Task instructions:
Print all of the data exactly as written.

Extracted entries:
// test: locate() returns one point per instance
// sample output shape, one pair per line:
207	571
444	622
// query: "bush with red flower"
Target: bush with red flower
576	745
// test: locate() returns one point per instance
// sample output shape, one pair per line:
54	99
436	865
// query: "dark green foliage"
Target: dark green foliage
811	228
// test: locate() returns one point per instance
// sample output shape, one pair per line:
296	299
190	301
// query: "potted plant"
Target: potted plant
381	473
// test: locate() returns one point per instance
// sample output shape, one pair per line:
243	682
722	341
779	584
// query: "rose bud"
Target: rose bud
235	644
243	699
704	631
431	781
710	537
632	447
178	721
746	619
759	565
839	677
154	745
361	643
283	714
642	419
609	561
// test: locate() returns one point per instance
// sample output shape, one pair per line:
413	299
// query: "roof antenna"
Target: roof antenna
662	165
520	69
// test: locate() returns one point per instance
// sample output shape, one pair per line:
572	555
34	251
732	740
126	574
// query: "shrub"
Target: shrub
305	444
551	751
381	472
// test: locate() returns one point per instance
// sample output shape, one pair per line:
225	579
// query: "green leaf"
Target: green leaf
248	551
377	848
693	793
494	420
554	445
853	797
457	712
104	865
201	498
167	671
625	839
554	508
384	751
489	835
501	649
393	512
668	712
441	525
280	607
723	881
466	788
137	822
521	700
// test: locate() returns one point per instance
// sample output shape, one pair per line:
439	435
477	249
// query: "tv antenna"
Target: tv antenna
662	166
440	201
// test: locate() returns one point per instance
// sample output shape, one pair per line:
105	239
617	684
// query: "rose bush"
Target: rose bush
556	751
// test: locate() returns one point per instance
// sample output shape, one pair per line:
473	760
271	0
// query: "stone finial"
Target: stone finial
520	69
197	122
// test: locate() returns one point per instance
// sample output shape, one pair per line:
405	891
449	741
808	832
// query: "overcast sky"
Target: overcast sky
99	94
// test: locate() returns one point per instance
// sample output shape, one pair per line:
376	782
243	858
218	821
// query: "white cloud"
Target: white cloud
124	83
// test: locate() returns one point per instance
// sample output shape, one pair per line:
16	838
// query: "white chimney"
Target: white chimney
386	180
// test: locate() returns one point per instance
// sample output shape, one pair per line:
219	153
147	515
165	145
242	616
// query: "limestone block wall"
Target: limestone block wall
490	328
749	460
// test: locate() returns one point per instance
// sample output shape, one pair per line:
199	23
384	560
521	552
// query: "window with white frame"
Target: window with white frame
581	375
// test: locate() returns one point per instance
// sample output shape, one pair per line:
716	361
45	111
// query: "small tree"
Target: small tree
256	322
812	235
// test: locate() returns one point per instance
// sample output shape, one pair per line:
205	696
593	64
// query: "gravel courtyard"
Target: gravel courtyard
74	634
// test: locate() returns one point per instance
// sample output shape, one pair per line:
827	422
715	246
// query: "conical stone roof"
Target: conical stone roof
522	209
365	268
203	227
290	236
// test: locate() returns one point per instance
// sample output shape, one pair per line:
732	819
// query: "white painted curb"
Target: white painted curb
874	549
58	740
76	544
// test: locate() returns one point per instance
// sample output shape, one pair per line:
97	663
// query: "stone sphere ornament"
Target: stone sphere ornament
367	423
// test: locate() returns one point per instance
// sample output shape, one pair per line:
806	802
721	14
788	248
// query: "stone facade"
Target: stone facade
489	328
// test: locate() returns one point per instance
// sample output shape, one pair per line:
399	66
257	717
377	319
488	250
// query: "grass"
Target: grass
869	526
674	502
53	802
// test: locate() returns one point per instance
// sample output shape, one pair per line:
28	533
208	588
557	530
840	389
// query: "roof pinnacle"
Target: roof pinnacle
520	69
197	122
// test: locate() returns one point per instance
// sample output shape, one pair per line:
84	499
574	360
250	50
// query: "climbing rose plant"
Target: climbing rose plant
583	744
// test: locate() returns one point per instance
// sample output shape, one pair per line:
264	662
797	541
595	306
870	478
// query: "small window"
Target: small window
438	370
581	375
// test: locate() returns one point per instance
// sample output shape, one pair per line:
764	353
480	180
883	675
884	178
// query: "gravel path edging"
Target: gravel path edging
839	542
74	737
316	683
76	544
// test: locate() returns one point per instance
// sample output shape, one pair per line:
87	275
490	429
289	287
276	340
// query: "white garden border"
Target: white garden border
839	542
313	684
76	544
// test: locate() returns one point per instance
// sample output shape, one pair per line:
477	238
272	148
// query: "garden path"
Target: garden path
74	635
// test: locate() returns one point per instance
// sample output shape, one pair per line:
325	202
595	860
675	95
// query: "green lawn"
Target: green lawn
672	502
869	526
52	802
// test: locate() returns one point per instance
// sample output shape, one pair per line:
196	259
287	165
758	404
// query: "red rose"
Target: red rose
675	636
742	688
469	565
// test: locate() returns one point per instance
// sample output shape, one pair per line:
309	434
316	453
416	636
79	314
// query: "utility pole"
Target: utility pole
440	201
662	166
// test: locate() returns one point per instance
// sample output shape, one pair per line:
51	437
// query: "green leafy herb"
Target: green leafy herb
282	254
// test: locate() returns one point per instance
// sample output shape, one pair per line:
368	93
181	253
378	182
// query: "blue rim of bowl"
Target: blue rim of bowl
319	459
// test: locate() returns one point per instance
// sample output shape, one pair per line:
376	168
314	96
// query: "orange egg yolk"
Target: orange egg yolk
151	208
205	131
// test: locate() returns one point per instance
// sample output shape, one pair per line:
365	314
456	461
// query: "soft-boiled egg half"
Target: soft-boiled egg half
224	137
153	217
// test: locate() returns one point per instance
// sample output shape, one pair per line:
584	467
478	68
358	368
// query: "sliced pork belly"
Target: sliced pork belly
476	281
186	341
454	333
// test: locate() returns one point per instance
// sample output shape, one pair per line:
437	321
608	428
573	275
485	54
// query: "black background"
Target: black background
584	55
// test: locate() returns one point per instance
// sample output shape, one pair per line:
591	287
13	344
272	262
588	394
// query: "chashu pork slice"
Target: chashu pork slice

Expected answer:
// test: locate() returns one point per instance
// sample output shape, one pair per line:
207	571
444	622
// query: "bush with red flower"
Target: bush with red flower
576	745
// test: locate() returns one point per instance
// sample output shape, one pair per line:
54	99
436	865
// query: "dark green foliage"
Target: dark green foliage
811	228
// test: locate() returns one point per instance
// sample output shape, one pair per line:
296	299
190	301
// query: "potted plant"
Target: potted plant
381	473
// test: locate() returns one point per instance
// sample output shape, one pair per line:
243	682
722	341
779	584
// query: "rose bud"
Target: rose bud
235	644
243	699
704	631
431	781
710	537
632	447
178	721
746	619
759	565
839	677
154	745
361	643
283	714
642	419
609	561
// test: locate() returns one point per instance
// sample output shape, one pair per line:
413	299
// query: "roof antenna"
Target: roof antenna
662	165
520	69
// test: locate() returns one point per instance
// sample output shape, one pair per line:
572	555
34	251
732	740
126	574
// query: "shrub"
Target: shrub
305	444
551	751
381	472
// test: locate() returns one point per instance
// sample output shape, one pair per line:
225	579
// query: "green leaf"
Target: green leaf
248	551
377	848
693	793
494	420
554	445
853	797
457	712
104	865
201	498
167	671
625	839
554	508
384	751
489	835
501	649
393	512
668	712
441	525
280	607
723	881
466	788
137	822
521	700
// test: locate() returns one point per instance
// sample output shape, one pair per line:
439	435
477	249
// query: "tv antenna"
Target: tv antenna
662	166
440	201
// test: locate() returns one point per instance
// sample output shape, one pair per line:
105	239
617	684
// query: "rose bush"
Target: rose bush
556	751
// test: locate() returns one point per instance
// sample output shape, one pair per line:
473	760
271	0
// query: "stone finial"
Target: stone finial
520	69
197	122
// test: locate() returns one point per instance
// sample output shape, one pair per line:
405	891
449	741
808	832
// query: "overcast sky"
Target: overcast sky
99	94
// test: locate() returns one point per instance
// sample output shape, one pair per line:
376	782
243	858
218	821
// query: "white cloud"
Target: white cloud
124	83
// test: locate() returns one point per instance
// sample output shape, one pair per line:
16	838
// query: "white chimney"
Target: white chimney
386	180
// test: locate() returns one point per instance
// sample output shape, one pair per line:
219	153
147	515
165	145
242	616
// query: "limestone block wall"
Target: limestone block wall
490	328
749	460
// test: locate() returns one point per instance
// sample output shape, one pair per line:
199	23
384	560
521	552
// query: "window with white frame"
Target: window with white frame
581	375
// test: locate() returns one point per instance
// sample output shape, one pair per line:
716	361
45	111
// query: "small tree"
Target: small tree
256	322
812	235
// test: locate() returns one point per instance
// sample output shape, one pair per line:
205	696
593	64
// query: "gravel courtyard"
Target: gravel courtyard
74	634
// test: locate() returns one point per instance
// sample output shape, one pair per line:
827	422
715	246
// query: "conical stone roof"
Target: conical stone roof
522	209
365	268
203	227
290	236
// test: locate() returns one point per instance
// sample output shape, one pair per line:
732	819
// query: "white painted curb"
Target: white painted curb
874	549
58	740
76	544
// test: locate() returns one point per instance
// sample output shape, one pair per line:
97	663
// query: "stone sphere ornament"
Target: stone sphere ornament
367	423
// test: locate() returns one point per instance
// sample output shape, one pair per line:
806	802
721	14
788	248
// query: "stone facade"
Target: stone facade
489	328
// test: locate() returns one point per instance
// sample output shape, one pair per line:
399	66
257	717
377	319
488	250
// query: "grass"
Target: grass
869	526
674	502
53	802
// test: locate() returns one point per instance
// sample output shape, one pair per line:
28	533
208	588
557	530
840	389
// query: "roof pinnacle"
Target: roof pinnacle
520	69
197	122
// test: locate() returns one point per instance
// sample output shape, one pair per line:
84	499
574	360
250	50
// query: "climbing rose plant"
Target: climbing rose plant
583	744
// test: locate() returns one point per instance
// sample output shape, one pair per line:
264	662
797	541
595	306
870	478
// query: "small window"
Target: small window
438	370
581	375
// test: locate() returns one point per instance
// sample output shape, one pair per line:
764	353
480	180
883	675
884	178
// query: "gravel path edging"
Target: gravel path edging
839	542
74	737
316	683
76	544
// test: locate() returns one point per instance
// sample output shape, one pair per line:
87	275
490	429
289	287
276	340
// query: "white garden border"
Target: white garden border
839	542
313	684
76	544
// test: locate() returns one point per instance
// sample output shape, one pair per line:
477	238
272	148
// query: "garden path"
Target: garden path
74	635
// test: locate() returns one point per instance
// sample output shape, one pair per line:
325	202
595	860
675	95
// query: "green lawn"
Target: green lawn
672	502
869	526
52	802
// test: locate() returns one point per instance
// sample output shape, one pair per line:
196	259
287	165
758	404
// query: "red rose"
Target: red rose
675	636
742	688
469	565
// test: locate() returns one point per instance
// sample output shape, one pair per line:
309	434
316	453
416	636
79	314
// query: "utility pole"
Target: utility pole
440	201
662	166
// test: locate() returns one point per instance
// sample output shape, one pair per line:
51	437
// query: "green leafy herb"
Target: green leafy herb
282	254
// test: locate() returns one point per instance
// sample output shape, one pair per line:
368	93
181	253
378	182
// query: "blue rim of bowl"
Target: blue rim of bowl
319	459
// test: locate() returns one point per instance
// sample output shape, one pair per line:
376	168
314	96
// query: "orange egg yolk"
Target: orange egg yolk
151	208
205	131
// test: locate() returns one point per instance
// sample output shape, one pair per line:
365	314
456	461
// query: "soft-boiled egg half"
Target: soft-boiled egg half
224	137
153	217
// test: locate() returns one point per instance
// sample output shape, one pair per line:
584	467
478	68
358	368
// query: "sliced pork belly"
Target: sliced pork belly
476	281
186	341
454	333
// test: locate() returns one point per instance
// sample output shape, one pair per line:
437	321
608	428
573	275
485	54
// query: "black background"
Target: black background
584	55
// test: locate() returns one point per instance
// sample output shape, one pair per line:
591	287
13	344
272	262
588	394
// query: "chashu pork slice"
Target: chashu pork slice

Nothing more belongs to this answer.